■ Data extract
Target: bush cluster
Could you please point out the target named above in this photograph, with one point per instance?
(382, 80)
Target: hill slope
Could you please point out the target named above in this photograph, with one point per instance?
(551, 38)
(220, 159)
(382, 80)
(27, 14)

■ What is being asked
Restate, word for word, the listing above from its first line through the line that contains "Target: hill slope", keeping both of those lines.

■ Answer below
Target: bush cluster
Could you please point out the target named above in this photograph, with one point per instance?
(382, 80)
Target: hill slope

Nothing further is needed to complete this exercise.